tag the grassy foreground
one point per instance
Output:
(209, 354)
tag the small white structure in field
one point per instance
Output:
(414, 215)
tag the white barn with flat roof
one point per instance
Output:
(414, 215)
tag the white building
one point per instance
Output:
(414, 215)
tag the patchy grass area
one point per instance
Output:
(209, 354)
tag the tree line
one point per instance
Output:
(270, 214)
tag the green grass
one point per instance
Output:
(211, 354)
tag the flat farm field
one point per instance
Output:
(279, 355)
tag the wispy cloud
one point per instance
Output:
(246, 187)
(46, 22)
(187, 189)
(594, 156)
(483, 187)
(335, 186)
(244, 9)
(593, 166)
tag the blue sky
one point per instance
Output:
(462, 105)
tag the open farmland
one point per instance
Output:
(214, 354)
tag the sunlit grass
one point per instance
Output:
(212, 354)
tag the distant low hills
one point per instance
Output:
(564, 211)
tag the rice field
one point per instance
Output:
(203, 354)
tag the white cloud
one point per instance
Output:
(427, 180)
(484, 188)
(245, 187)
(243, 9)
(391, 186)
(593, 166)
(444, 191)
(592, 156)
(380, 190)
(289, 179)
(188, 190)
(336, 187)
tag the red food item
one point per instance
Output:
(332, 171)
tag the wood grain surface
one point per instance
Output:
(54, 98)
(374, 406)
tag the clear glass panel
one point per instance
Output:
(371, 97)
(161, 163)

...

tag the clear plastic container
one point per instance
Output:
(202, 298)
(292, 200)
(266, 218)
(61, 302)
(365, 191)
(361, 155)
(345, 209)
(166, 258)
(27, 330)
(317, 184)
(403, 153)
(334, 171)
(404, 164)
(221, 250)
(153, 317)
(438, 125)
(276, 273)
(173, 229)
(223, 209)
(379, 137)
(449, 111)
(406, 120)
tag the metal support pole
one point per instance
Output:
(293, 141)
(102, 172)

WHAT THE EXERCISE ASKS:
Copy out every line of the data in which the word "flat" is found.

ANSWER TO THIS PROBLEM:
tag the white barn with flat roof
tag the flat farm field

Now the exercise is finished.